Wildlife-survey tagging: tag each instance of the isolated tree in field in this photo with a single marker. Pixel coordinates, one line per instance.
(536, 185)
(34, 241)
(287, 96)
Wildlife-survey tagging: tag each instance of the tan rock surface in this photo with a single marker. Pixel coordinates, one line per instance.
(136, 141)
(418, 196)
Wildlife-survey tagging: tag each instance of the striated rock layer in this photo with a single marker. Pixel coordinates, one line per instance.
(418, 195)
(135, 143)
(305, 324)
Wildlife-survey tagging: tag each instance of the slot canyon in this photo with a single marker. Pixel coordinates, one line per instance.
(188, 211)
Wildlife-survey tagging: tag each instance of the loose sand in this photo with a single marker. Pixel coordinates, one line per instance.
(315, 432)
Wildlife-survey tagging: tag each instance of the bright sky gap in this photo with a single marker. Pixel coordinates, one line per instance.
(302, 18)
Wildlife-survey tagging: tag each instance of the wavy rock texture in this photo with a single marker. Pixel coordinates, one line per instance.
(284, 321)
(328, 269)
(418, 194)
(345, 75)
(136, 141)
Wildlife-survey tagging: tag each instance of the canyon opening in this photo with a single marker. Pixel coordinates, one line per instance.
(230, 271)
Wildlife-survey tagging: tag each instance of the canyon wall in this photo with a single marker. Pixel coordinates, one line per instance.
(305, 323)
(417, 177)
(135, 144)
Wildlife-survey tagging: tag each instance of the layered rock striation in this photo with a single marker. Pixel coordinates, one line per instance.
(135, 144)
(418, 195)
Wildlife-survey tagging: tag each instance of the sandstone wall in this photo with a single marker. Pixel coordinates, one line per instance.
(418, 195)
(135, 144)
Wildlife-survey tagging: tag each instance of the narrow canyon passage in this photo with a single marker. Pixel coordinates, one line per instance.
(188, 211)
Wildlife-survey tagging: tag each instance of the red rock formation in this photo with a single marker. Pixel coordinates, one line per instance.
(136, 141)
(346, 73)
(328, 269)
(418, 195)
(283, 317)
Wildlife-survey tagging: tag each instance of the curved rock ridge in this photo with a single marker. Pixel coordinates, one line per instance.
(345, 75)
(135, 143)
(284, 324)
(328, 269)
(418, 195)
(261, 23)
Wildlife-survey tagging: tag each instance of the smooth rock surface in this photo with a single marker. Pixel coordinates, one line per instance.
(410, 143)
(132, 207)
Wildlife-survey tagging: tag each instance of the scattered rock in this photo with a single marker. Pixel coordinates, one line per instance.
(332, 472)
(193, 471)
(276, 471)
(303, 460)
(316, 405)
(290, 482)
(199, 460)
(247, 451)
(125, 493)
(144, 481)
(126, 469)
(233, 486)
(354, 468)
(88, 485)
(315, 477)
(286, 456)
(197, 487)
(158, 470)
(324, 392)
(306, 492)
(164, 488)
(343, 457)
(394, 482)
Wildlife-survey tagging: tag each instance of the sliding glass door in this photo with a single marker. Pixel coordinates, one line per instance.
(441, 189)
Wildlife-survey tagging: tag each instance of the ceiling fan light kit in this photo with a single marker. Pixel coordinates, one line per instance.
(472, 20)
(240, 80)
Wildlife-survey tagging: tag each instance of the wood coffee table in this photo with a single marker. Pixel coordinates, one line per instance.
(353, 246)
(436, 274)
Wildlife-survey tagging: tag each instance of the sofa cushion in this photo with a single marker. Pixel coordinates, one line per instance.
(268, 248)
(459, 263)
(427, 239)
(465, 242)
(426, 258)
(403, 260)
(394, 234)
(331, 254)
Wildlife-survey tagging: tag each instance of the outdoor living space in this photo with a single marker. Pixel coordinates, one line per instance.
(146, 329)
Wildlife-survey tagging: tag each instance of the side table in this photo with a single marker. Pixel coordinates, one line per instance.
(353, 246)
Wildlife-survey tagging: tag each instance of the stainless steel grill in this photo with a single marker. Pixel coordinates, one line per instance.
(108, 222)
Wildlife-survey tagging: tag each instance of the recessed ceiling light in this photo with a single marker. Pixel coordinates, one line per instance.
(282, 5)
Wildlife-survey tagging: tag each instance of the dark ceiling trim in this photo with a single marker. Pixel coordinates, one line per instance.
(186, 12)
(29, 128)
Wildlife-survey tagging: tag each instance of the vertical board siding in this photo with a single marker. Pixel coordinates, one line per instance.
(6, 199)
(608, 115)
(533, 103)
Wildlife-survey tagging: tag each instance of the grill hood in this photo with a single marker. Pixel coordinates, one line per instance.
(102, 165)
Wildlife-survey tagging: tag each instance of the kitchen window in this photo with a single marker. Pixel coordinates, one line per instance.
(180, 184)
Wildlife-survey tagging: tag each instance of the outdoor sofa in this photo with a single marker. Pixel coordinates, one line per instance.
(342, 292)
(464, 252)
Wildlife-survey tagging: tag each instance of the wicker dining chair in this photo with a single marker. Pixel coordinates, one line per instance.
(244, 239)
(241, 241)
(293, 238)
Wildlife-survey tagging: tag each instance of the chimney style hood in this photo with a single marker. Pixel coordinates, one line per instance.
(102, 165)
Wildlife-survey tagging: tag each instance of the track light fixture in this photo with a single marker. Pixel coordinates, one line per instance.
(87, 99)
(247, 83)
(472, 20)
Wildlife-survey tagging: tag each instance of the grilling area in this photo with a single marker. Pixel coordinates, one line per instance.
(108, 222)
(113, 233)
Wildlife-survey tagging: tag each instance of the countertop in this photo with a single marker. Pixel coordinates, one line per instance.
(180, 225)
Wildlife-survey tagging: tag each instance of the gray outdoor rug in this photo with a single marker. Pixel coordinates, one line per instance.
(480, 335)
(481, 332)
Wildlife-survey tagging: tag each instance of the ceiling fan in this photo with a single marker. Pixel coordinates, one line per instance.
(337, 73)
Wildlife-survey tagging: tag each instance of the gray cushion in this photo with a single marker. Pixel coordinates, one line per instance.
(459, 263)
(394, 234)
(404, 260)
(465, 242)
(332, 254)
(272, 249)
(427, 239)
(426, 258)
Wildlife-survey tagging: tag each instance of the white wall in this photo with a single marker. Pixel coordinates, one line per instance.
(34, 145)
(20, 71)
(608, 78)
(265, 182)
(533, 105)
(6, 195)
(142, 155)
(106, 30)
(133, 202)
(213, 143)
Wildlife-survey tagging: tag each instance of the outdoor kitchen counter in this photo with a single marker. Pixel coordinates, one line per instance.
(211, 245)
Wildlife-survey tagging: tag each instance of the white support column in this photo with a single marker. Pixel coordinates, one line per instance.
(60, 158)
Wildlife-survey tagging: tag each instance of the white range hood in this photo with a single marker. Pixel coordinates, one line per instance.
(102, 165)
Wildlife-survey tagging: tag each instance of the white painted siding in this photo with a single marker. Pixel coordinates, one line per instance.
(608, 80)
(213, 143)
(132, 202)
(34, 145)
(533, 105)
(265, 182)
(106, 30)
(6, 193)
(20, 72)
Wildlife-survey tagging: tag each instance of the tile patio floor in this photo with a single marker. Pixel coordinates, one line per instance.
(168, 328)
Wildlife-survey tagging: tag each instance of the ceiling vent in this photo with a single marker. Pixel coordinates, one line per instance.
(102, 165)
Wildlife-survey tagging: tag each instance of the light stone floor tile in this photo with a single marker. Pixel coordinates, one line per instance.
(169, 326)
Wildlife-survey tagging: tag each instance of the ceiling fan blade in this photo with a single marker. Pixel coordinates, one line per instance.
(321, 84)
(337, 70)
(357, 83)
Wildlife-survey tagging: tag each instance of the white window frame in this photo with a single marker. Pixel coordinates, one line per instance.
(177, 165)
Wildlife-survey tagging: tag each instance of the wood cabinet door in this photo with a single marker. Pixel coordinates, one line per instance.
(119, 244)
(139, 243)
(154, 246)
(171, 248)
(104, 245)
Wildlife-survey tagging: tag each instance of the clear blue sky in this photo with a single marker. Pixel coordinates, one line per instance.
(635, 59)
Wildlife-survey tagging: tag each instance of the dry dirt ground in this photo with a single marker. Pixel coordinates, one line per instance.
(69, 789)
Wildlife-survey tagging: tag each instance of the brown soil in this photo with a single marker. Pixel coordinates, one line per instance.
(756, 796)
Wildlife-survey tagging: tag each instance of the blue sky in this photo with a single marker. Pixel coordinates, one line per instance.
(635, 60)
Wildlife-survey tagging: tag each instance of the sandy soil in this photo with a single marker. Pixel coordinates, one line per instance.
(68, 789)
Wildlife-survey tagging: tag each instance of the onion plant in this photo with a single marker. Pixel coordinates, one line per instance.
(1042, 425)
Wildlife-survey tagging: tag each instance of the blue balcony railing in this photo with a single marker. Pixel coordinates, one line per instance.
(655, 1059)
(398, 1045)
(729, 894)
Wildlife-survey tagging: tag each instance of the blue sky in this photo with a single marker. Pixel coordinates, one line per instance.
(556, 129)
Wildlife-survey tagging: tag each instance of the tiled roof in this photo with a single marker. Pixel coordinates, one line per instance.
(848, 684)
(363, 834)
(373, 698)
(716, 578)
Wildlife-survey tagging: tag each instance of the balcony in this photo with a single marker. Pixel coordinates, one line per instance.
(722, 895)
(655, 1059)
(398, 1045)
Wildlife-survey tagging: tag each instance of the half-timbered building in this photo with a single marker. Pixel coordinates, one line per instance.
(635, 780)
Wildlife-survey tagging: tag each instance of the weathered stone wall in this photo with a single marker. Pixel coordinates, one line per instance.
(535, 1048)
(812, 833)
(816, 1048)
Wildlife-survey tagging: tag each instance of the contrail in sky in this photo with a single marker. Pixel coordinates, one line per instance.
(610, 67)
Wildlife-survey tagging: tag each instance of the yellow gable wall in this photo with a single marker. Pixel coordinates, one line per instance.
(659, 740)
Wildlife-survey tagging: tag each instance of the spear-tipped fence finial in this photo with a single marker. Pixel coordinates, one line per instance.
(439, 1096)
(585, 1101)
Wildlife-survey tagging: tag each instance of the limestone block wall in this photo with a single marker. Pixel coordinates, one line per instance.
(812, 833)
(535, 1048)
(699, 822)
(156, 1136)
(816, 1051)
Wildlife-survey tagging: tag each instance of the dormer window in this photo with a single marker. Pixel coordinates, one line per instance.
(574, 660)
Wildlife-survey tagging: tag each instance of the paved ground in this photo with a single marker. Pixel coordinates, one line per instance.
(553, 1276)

####################

▶ **EXERCISE PROMPT**
Scale everything from the entry containing "Wildlife-survey tagging: tag each instance of the spear-tipped" down to the last entry by copying those lines again, requests included, with each pixel coordinate in the answers multiplied by 2.5 and rounded to a whole number, halves rounding up. Give only those lines.

▶ **FINISHED TASK**
Wildlife-survey tagging: tag each instance of the spear-tipped fence finial in this photo with a single marker. Pixel coordinates, one line per instance.
(1098, 2740)
(1463, 2753)
Wildlife-survey tagging: tag each instance of the limestone block wall in this photo with a single marker. Pixel coordinates, one line per instance.
(2030, 2083)
(1338, 2620)
(1748, 2055)
(390, 2840)
(2040, 2628)
Wildlife-survey tagging: tag each instance of the dormer window in this photo with a single marker. Pixel coordinates, one line per instance.
(1435, 1650)
Wildlife-survey tagging: tag each instance of the paved ground in this photo with a single marker. Pixel coordinates, one line per instance.
(1383, 3190)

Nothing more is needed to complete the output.